- WRITTEN INSTRUCTION -
Summarize the forum excerpt below in two sentences.

We can also use RxJava (very powerful reactive extension library)
Observable.from(persons).distinct(Person::getName)
or
Observable.from(persons).distinct(p -> p.getName())

You can use groupingBy collector:
persons.collect(Collectors.groupingBy(p -> p.getName())).values().forEach(t -> System.out.println(t.get(0).getId()));
If you want to have another stream you can use this:
persons.collect(Collectors.groupingBy(p -> p.getName())).values().stream().map(l -> (l.get(0)));

You can use the distinct(HashingStrategy) method in Eclipse Collections.
List<Person> persons = ...;
MutableList<Person> distinct =
ListIterate.distinct(persons, HashingStrategies.fromFunction(Person::getName));
If you can refactor persons to implement an Eclipse Collections interface, you can call the method directly on the list.
MutableList<Person> persons = ...;
MutableList<Person> distinct =
persons.distinct(HashingStrategies.fromFunction(Person::getName));
HashingStrategy is simply a strategy interface that allows you to define custom implementations of equals and hashcode.
public interface HashingStrategy<E>
{
int computeHashCode(E object);
boolean equals(E object1, E object2);
}
Note: I am a committer for Eclipse Collections.

Similar approach which Saeed Zarinfam used but more Java 8 style:)
persons.collect(Collectors.groupingBy(p -> p.getName())).values().stream()
.map(plans -> plans.stream().findFirst().get())
.collect(toList());

You can use StreamEx library:
StreamEx.of(persons)
.distinct(Person::getName)
.toList()

- MATERIAL -

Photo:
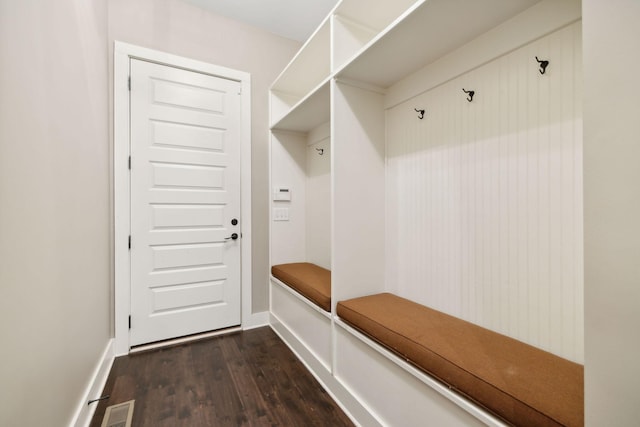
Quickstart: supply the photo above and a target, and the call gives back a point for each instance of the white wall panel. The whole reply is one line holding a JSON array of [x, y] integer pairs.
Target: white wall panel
[[484, 198], [318, 206], [288, 238]]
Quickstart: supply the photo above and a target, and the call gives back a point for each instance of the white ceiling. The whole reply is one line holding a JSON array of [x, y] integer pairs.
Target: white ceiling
[[293, 19]]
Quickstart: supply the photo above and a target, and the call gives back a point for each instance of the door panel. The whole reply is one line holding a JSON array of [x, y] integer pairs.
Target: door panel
[[185, 190]]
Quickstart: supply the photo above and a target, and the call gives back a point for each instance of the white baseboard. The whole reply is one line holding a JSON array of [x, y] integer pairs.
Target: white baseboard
[[256, 320], [84, 412]]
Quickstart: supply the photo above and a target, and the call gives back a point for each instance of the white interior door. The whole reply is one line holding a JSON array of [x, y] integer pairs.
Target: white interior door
[[185, 202]]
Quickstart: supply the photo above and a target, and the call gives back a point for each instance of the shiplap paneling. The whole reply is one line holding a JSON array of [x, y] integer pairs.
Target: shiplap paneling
[[484, 198], [318, 203]]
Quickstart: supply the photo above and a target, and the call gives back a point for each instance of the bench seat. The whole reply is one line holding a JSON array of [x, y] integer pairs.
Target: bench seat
[[520, 383], [310, 280]]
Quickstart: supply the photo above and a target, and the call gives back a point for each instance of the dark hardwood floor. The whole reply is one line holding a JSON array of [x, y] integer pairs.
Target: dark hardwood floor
[[248, 378]]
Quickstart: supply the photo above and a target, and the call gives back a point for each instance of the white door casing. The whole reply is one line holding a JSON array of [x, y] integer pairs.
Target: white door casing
[[177, 175], [185, 202]]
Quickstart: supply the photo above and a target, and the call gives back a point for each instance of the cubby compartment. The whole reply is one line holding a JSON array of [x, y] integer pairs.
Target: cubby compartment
[[301, 232], [357, 22], [402, 182], [304, 75]]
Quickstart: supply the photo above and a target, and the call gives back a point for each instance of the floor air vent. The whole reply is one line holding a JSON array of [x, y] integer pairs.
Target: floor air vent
[[119, 415]]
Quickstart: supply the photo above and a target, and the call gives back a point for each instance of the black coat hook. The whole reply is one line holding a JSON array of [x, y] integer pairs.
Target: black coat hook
[[543, 65], [470, 93]]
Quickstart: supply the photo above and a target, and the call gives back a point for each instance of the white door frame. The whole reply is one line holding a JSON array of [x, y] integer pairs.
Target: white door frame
[[122, 209]]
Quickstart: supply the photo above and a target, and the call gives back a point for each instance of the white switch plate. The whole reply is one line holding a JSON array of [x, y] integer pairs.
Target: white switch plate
[[281, 214]]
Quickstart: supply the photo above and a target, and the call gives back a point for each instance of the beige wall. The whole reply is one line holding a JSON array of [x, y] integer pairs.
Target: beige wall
[[612, 211], [54, 206], [179, 28]]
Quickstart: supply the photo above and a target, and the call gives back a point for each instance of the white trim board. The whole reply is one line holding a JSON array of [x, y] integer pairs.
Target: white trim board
[[123, 52], [84, 412]]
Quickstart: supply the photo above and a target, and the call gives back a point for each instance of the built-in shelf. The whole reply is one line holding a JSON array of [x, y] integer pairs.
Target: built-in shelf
[[309, 113], [425, 34]]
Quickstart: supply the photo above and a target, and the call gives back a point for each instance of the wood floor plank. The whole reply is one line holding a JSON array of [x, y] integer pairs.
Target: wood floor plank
[[249, 378]]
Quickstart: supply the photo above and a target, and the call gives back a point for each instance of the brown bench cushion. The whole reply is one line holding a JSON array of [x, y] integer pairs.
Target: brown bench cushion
[[520, 383], [310, 280]]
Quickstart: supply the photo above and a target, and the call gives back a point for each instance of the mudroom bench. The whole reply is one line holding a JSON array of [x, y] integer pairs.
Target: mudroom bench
[[520, 384], [300, 296]]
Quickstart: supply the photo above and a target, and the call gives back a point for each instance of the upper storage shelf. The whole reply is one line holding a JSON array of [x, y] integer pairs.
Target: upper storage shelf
[[428, 31], [356, 22], [308, 113], [306, 71], [377, 43]]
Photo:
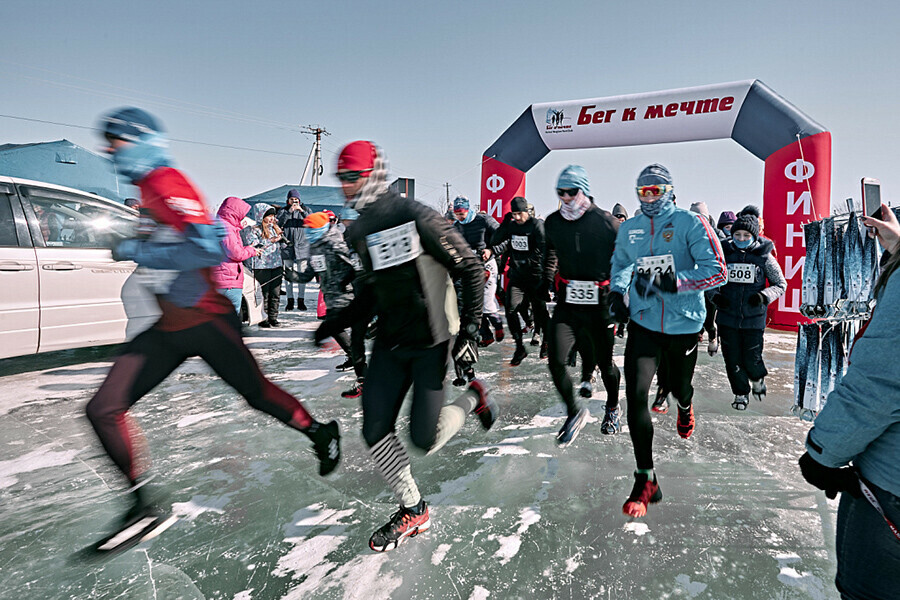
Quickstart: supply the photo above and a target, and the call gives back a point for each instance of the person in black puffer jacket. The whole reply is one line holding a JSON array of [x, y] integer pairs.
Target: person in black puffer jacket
[[409, 253], [754, 281]]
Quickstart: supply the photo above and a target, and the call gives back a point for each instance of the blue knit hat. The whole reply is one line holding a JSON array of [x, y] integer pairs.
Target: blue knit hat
[[574, 176], [461, 202], [129, 124]]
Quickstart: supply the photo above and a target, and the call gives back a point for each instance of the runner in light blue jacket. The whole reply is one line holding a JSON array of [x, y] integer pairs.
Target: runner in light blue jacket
[[664, 259]]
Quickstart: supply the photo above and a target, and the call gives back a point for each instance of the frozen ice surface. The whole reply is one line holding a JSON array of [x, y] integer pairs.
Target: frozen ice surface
[[513, 516]]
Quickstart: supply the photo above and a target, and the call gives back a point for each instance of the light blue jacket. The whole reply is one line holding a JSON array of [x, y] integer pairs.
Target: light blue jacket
[[861, 419], [699, 265]]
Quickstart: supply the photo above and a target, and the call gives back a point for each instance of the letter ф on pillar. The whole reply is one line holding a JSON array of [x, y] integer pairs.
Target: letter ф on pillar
[[797, 190], [500, 183]]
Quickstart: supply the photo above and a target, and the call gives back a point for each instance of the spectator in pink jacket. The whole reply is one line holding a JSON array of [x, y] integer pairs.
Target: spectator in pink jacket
[[228, 277]]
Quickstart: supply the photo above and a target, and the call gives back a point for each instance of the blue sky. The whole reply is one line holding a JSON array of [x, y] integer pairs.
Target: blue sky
[[436, 84]]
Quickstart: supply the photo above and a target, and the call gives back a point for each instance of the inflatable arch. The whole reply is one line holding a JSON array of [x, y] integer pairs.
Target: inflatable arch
[[796, 151]]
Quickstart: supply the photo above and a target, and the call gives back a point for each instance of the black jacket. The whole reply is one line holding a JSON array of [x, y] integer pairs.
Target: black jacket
[[526, 246], [580, 249], [407, 252]]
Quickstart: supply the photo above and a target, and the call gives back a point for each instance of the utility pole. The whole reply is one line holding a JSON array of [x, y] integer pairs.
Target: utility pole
[[447, 185], [315, 155]]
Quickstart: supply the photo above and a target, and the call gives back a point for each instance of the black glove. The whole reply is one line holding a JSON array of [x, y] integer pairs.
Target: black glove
[[721, 301], [843, 479], [617, 309], [758, 299]]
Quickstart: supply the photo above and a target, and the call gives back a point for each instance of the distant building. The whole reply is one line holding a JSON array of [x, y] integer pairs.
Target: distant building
[[64, 163]]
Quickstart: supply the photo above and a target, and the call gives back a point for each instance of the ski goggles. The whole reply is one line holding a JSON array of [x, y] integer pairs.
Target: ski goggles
[[653, 190], [351, 176], [567, 192]]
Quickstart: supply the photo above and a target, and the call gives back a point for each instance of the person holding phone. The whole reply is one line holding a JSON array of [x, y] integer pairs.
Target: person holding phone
[[853, 446]]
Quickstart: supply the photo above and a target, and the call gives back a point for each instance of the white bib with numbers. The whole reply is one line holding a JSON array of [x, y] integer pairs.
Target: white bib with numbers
[[317, 262], [394, 246], [655, 265], [741, 273], [582, 292]]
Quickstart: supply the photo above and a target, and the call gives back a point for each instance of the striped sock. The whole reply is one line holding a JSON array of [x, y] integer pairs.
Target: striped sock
[[393, 464]]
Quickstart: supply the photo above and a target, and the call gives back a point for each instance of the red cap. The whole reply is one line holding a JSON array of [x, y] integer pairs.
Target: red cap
[[357, 156]]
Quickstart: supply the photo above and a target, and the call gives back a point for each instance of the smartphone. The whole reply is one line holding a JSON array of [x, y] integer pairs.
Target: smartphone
[[871, 192]]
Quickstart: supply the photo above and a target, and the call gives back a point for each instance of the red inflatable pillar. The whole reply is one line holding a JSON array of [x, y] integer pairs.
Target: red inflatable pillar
[[797, 190], [500, 183]]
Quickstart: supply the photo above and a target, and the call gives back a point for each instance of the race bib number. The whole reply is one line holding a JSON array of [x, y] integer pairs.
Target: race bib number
[[394, 246], [317, 262], [741, 273], [655, 265], [582, 292], [519, 242]]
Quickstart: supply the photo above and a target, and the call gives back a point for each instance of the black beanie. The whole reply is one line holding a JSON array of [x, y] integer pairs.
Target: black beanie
[[518, 204], [747, 223]]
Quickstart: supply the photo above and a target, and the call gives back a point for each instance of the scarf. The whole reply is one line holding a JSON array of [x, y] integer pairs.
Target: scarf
[[574, 209], [375, 185], [136, 160]]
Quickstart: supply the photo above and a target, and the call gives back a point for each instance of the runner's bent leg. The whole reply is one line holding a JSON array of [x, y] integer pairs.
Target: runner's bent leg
[[147, 360]]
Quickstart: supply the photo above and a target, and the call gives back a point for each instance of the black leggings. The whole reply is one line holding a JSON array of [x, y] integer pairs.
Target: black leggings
[[150, 357], [643, 352], [517, 294], [391, 373], [582, 326]]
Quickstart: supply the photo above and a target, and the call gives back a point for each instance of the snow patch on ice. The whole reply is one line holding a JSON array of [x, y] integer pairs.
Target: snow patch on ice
[[40, 458], [510, 544], [508, 447], [479, 593], [198, 505], [439, 554], [694, 588], [791, 577], [491, 513], [637, 528], [190, 420]]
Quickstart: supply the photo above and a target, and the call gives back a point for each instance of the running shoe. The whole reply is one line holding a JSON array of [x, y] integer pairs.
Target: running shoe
[[485, 407], [406, 522], [758, 389], [353, 392], [643, 493], [518, 356], [326, 440], [685, 423], [610, 425], [740, 402], [661, 404], [571, 427]]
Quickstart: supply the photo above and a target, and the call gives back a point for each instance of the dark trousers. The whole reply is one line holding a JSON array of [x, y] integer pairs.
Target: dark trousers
[[590, 326], [392, 371], [643, 352], [517, 294], [150, 357], [742, 351]]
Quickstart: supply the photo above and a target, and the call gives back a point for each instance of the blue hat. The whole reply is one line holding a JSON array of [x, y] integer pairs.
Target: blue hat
[[654, 174], [130, 124], [461, 202], [574, 176]]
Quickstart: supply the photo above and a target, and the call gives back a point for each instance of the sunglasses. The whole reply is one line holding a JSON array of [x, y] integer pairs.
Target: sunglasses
[[351, 176], [653, 190]]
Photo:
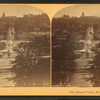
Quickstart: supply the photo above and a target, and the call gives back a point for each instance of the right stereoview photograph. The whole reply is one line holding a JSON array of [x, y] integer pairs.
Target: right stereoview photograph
[[76, 46]]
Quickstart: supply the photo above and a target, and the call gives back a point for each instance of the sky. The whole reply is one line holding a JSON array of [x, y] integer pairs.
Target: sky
[[18, 10], [76, 10]]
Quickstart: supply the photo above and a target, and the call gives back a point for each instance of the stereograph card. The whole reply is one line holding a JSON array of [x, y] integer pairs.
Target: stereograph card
[[50, 49]]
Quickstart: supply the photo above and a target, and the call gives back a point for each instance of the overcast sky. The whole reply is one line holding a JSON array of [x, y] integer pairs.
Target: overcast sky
[[88, 9], [19, 10]]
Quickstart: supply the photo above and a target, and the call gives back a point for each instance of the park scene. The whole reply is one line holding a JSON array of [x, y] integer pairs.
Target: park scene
[[24, 47], [76, 47]]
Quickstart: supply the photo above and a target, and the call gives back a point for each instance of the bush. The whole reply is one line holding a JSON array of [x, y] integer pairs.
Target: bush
[[95, 67], [63, 61], [25, 66]]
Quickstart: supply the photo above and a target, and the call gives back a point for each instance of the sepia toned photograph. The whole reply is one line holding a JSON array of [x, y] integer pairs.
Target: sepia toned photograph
[[24, 47], [76, 46]]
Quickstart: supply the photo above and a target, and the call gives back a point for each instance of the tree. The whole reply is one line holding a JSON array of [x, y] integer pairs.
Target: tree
[[26, 68], [63, 61], [95, 67]]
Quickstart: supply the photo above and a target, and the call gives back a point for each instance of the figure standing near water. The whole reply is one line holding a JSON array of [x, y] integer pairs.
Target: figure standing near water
[[10, 37], [89, 37]]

- RESULT OF THIS EXERCISE -
The excerpt shows several ways to apply distinct to persons by name: RxJava's Observable.distinct, the StreamEx library's distinct, and the groupingBy collector, whose grouped values can be printed, streamed, or reduced to each group's first element and collected into a list. It also presents the distinct(HashingStrategy) method in Eclipse Collections, which can be called directly on the list if persons implements an Eclipse Collections interface, and it describes HashingStrategy as a strategy interface for defining custom implementations of equals and hashcode.